(begin)

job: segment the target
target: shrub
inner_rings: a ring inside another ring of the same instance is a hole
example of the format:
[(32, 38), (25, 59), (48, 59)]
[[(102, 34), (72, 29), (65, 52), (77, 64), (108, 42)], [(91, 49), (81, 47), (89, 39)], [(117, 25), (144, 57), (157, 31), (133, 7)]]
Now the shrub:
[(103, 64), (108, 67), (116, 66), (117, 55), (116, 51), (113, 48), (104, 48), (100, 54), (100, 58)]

(end)
(begin)

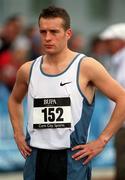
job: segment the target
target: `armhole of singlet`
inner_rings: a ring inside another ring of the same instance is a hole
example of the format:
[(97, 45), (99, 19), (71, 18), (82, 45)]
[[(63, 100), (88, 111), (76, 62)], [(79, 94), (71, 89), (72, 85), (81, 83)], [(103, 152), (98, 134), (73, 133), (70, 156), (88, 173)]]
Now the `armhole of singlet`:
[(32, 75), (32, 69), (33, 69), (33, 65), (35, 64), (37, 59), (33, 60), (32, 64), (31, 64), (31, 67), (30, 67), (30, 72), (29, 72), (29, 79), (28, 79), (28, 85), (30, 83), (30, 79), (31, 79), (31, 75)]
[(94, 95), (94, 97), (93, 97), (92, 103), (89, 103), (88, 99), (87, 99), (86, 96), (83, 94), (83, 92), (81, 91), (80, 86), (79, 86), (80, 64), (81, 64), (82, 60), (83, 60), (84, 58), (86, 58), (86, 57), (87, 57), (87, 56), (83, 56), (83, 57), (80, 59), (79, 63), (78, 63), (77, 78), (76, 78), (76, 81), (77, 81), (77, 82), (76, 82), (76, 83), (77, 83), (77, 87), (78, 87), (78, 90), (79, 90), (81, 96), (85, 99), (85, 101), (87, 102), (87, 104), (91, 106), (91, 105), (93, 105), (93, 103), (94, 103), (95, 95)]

(end)

--- Directions for this task ---
Select each line of the entries above that contains the word "singlet", matching case exactly.

--- The result ---
target: `armhole of singlet`
Now the `armhole of singlet`:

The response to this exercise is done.